■ **Excerpts from pointing data**
..........

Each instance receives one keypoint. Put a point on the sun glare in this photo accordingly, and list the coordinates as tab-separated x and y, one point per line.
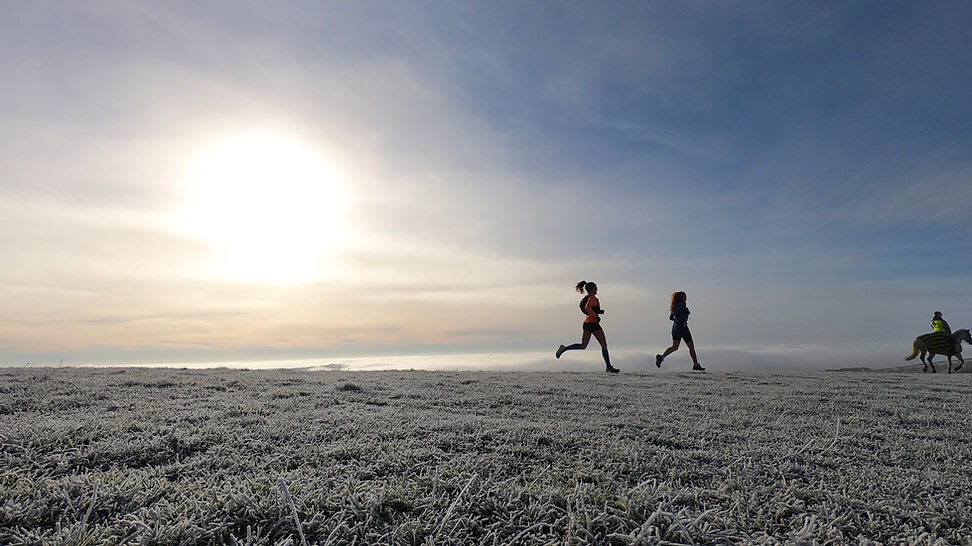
270	207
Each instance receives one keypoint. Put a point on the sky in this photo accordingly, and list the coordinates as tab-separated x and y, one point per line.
212	181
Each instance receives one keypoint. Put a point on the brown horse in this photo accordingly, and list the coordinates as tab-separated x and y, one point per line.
940	343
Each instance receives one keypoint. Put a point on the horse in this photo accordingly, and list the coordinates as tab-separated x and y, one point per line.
940	343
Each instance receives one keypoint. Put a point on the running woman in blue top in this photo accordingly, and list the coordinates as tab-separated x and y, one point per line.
591	308
679	317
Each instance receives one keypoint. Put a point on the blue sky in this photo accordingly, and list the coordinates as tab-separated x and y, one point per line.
444	173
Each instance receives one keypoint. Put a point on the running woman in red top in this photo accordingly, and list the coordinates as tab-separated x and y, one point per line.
591	308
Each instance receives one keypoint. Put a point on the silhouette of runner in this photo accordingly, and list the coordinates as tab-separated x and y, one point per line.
591	308
679	317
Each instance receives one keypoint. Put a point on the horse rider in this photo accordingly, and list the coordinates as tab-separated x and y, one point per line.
939	325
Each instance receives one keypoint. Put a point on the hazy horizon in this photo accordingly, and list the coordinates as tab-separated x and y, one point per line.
189	181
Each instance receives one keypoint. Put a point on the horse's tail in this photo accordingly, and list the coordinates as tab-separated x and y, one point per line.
914	351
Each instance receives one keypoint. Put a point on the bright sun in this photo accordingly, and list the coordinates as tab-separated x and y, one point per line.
270	207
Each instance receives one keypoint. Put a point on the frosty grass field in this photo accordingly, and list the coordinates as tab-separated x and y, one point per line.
168	456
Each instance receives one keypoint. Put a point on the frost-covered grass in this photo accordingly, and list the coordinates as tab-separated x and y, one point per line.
165	456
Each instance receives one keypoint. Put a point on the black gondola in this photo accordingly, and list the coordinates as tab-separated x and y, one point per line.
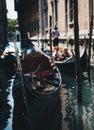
39	74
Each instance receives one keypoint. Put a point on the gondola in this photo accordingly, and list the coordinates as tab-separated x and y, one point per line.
39	76
68	65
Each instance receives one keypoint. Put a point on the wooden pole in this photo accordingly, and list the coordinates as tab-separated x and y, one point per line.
77	57
50	21
90	40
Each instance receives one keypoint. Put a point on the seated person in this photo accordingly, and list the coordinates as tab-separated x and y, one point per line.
65	54
57	54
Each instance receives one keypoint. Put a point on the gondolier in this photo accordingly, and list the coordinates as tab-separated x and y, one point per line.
55	36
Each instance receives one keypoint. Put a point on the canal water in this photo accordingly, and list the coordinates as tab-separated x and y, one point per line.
63	112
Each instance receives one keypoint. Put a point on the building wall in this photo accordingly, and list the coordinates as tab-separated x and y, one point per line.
65	24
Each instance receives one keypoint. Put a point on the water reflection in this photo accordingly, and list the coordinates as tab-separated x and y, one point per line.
6	97
59	113
45	113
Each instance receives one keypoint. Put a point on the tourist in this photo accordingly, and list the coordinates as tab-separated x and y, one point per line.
55	36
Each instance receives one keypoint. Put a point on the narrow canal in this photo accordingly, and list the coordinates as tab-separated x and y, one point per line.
62	112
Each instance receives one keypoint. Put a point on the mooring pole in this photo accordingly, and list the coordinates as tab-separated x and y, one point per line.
50	21
90	40
77	57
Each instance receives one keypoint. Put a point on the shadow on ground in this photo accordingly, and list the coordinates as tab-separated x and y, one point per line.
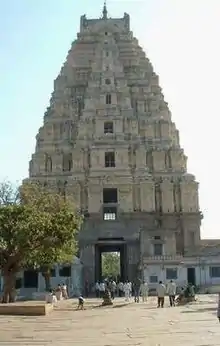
199	310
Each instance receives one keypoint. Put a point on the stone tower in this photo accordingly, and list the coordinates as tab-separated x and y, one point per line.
109	141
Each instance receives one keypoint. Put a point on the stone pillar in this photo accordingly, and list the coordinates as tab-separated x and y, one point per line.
87	257
94	198
159	161
167	196
147	190
133	255
189	196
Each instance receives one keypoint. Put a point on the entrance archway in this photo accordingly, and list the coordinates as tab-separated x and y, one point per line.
110	245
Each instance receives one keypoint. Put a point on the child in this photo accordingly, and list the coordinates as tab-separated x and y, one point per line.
81	303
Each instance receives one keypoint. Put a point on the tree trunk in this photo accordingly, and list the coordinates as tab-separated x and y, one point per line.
46	276
9	291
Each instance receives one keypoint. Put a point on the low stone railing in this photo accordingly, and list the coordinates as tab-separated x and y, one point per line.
163	258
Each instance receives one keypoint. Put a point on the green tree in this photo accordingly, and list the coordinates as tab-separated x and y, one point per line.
37	229
110	264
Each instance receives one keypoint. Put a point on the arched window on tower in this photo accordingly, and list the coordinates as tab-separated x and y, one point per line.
108	99
48	163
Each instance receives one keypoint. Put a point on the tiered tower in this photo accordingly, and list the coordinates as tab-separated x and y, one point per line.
109	141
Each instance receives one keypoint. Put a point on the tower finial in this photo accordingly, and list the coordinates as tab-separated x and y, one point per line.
105	12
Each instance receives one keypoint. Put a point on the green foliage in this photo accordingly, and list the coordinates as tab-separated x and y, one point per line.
110	264
37	230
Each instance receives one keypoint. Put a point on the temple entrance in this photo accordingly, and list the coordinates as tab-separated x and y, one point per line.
114	250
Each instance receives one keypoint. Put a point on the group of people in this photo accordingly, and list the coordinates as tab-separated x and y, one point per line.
59	293
136	289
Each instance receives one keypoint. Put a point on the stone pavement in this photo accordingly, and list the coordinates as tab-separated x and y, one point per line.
130	325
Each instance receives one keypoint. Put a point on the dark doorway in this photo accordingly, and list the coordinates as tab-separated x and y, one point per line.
116	247
110	196
191	276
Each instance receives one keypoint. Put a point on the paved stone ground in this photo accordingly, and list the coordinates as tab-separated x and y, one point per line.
130	325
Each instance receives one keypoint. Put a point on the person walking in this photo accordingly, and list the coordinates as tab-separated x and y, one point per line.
127	291
113	287
120	289
97	289
136	286
171	290
144	291
161	291
102	289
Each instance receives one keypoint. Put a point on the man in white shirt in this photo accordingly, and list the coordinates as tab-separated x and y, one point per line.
144	291
171	290
102	289
161	291
127	291
97	289
120	289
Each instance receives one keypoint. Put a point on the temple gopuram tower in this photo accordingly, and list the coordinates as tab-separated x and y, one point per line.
109	141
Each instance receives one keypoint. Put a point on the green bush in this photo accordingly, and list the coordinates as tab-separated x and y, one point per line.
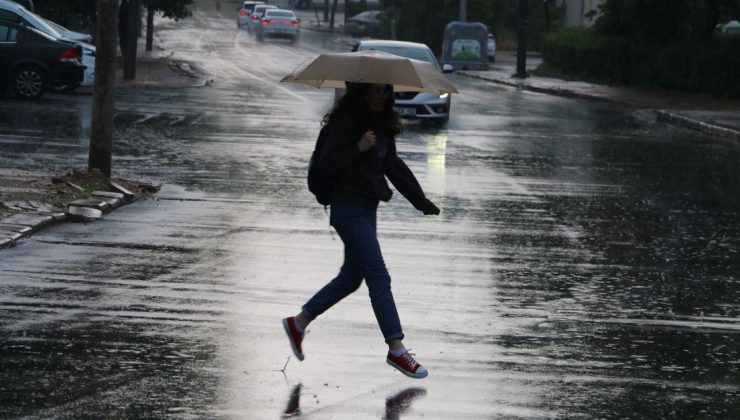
709	67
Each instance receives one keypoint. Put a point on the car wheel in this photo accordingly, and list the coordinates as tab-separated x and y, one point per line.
30	82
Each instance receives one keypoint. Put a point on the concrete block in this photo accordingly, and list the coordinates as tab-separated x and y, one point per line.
33	220
127	194
108	194
95	203
83	214
15	228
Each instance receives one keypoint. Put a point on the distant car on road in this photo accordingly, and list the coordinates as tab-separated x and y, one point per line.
279	23
245	13
254	18
421	105
32	61
366	23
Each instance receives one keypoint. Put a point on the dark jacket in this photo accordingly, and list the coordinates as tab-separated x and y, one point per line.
358	177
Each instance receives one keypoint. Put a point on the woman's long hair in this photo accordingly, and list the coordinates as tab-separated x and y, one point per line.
355	104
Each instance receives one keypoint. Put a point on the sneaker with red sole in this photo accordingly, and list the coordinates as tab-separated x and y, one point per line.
406	364
295	337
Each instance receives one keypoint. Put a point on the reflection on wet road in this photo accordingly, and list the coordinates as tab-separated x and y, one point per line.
585	263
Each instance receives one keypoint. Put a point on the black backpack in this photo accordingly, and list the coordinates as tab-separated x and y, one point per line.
321	186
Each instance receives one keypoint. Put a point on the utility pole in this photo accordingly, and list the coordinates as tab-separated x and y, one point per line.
101	132
521	51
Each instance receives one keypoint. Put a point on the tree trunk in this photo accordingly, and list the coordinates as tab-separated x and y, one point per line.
149	28
101	132
521	52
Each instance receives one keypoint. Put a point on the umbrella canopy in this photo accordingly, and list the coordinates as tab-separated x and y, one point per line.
371	66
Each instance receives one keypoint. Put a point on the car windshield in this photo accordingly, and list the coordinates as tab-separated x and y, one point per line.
39	23
408	52
279	14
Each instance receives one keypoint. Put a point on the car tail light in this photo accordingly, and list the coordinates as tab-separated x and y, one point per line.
70	54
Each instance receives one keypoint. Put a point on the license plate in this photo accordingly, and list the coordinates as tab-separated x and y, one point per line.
409	112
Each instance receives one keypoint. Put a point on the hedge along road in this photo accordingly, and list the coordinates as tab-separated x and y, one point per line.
584	264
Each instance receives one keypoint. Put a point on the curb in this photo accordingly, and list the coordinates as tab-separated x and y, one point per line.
694	124
26	222
661	115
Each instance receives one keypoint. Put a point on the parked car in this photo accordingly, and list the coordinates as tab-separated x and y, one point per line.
731	27
254	18
32	61
88	56
279	23
422	105
245	13
14	12
68	33
366	23
491	47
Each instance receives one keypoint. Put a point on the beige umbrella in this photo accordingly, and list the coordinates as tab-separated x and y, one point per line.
371	66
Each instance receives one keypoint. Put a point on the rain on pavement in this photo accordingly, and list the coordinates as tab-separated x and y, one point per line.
585	263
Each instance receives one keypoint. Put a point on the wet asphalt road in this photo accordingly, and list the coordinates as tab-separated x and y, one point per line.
585	263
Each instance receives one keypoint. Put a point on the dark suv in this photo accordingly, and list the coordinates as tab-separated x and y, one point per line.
32	61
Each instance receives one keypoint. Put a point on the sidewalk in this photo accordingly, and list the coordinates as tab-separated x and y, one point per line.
158	68
717	117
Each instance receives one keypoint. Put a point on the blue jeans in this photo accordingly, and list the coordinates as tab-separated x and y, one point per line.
356	226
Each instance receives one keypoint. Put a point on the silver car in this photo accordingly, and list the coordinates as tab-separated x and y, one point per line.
279	23
254	18
245	14
422	105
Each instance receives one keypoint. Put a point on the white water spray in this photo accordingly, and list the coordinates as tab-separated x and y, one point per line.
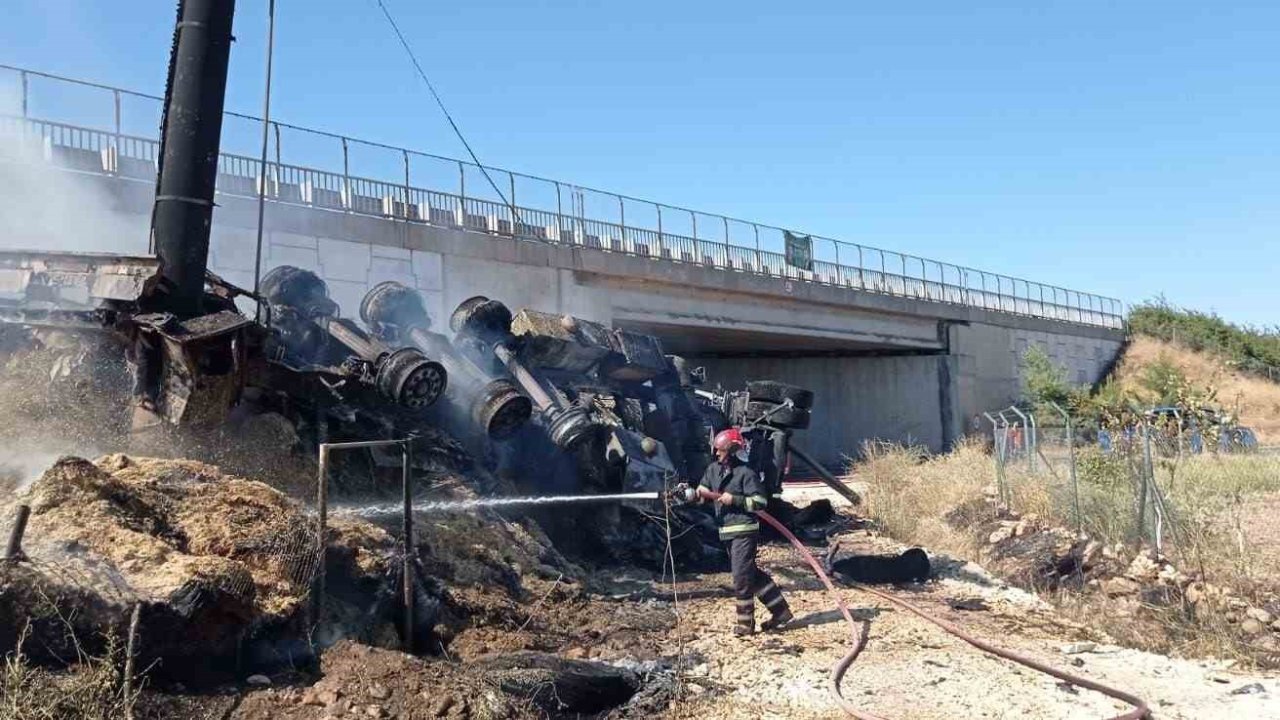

..........

■ **What you will do**
Show every line of the material above that contains the word "dark", copying each line in full.

■ **Exercise output**
Each instance receives one keypoint. Put a point on the dark doorway in this photo accordingly, and list the coordinates as tab-separated x and y, one point per line.
Each instance receives one keypoint. Put a point on the dark jacket in this photo accordingly, and list the coordinates as tab-separated x and y, one point per line.
Each instance receives one keypoint. Put a point on the dark suv in this photo accordingly, and list the coordinates as tab-separated x and y, one point per line.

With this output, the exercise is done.